### TASK TO CARRY OUT
Could the entries below be transcribed word for word, with the pictures omitted?

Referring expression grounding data
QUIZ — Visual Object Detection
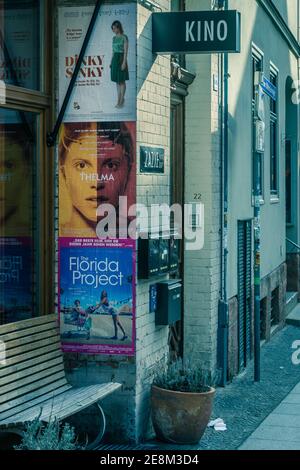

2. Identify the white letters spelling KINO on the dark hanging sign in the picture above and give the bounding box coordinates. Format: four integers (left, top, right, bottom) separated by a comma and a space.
185, 20, 228, 42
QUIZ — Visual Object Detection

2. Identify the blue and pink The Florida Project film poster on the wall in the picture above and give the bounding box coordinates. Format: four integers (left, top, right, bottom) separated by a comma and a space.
59, 238, 135, 355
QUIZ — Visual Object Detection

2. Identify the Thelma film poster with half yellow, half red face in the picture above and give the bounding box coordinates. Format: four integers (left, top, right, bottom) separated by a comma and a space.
59, 121, 136, 237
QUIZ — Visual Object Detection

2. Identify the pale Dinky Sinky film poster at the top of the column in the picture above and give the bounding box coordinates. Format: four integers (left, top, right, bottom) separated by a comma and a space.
59, 3, 136, 122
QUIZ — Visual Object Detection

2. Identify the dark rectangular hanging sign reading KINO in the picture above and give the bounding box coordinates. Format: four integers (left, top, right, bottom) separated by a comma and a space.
152, 10, 241, 54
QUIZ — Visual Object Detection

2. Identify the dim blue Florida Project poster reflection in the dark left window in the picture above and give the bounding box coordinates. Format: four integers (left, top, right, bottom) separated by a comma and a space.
0, 237, 33, 324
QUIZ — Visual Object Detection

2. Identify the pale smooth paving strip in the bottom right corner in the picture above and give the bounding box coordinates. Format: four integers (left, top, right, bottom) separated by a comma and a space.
239, 383, 300, 450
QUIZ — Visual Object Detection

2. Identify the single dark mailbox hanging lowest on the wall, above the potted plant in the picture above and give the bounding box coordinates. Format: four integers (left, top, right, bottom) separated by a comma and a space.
155, 279, 182, 326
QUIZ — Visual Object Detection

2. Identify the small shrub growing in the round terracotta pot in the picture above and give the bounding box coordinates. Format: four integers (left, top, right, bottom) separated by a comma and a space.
153, 359, 217, 393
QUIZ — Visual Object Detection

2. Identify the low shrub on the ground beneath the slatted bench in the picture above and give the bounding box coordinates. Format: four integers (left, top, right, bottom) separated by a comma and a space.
15, 416, 79, 450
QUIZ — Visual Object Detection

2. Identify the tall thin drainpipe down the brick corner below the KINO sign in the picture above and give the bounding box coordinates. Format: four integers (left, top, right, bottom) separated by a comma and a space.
218, 0, 229, 387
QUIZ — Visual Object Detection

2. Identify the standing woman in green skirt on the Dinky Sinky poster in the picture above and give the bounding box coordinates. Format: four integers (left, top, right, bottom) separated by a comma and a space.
110, 20, 129, 108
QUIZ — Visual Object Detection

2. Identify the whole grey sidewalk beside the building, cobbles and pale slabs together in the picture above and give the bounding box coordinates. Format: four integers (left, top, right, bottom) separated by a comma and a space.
99, 325, 300, 451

### SOLUTION TO THIS PROBLEM
QUIZ — Visual Object Detection

2. Identify the white letters spelling KINO on the dark hanging sign in the picture above and give the bounding box coordinates. Format: four integers (left, top, right, bottom) separated by a comma and a space.
185, 20, 228, 42
QUIZ — Visual Object Detection

2. Identify the blue and pink The Florida Project film poster on the wall in the picture above and give the bounding box coordinates. Format: four integers (left, top, right, bottom) separated by a comma and a space.
59, 238, 135, 355
QUIZ — Visual Object Detection

2. Identify the Thelma film poster with half yellow, half red face in the picture above and give the bounding box coordinates. Format: four integers (left, top, right, bottom) separated by a comma and a space.
59, 121, 136, 237
QUIZ — Visual Object Detection

2. Identify the pale Dinky Sinky film poster at the top of the column in the picture above and give the bounding box coordinates. Format: four integers (left, top, right, bottom) separated by a comma and a space.
59, 3, 136, 122
QUIZ — Visual Object Detection

2. Identify the dark rectangular hanging sign reading KINO in the picture above and give the bounding box coordinates. Format: four integers (left, top, right, bottom) separated by a comma and a space.
152, 10, 241, 54
QUIZ — Visual Object Detection

2. Identify the dim blue Florida Project poster reflection in the dark left window in the picture above and give the bounding box coordinates. Format: four integers (left, top, right, bottom) separated by a comma and a space.
0, 237, 33, 324
QUIZ — Visual Object Detection

2. Identify the pale smooth paving strip in the bottom right corner in the picture above and give the bounding box coordinates. Format: four integers (left, top, right, bottom) separated by a comma and a space.
239, 383, 300, 450
QUIZ — Visual Object Detection

2. Identify the single dark mailbox hanging lowest on the wall, above the potted plant in the picture above and give the bounding box coordinates. Format: four integers (left, top, right, bottom) separated by a comma and a space.
155, 279, 182, 326
QUIZ — Visual Object Detection

2. Identify the small shrub growing in the round terracotta pot in the picture above and give the bounding box coordinates. Format: four integers (left, top, right, bottom) separated by a comma and a space.
153, 359, 217, 393
QUIZ — Visual Object Detection

2. Identify the low shrub on the ground beneath the slatted bench in the picture above and give the bounding box coordinates. Format: four integers (left, top, right, bottom) separated by a comma and a space.
15, 416, 79, 450
QUIZ — Visual Object Detection

2. Identify the tall thin drainpipe down the brick corner below the KINO sign in the picture above and give the bounding box coordinates. Format: four integers (left, top, right, bottom) separated by a comma and a space.
218, 0, 229, 387
QUIZ — Visual Object Detection

2. Identify the standing woman in green skirt on the Dinky Sinky poster in the picture above and give the bounding box coordinates. Format: four integers (left, top, right, bottom) separated by a comma and a space.
110, 20, 129, 108
QUIZ — Visual Object Detection

2. Identify the whole grey sidewalk beside the building, cobbles and pale slabs together in the picture above and give the bounding box coordinates. Format: four integers (left, top, right, bottom) separated by a comma and a space.
99, 325, 300, 451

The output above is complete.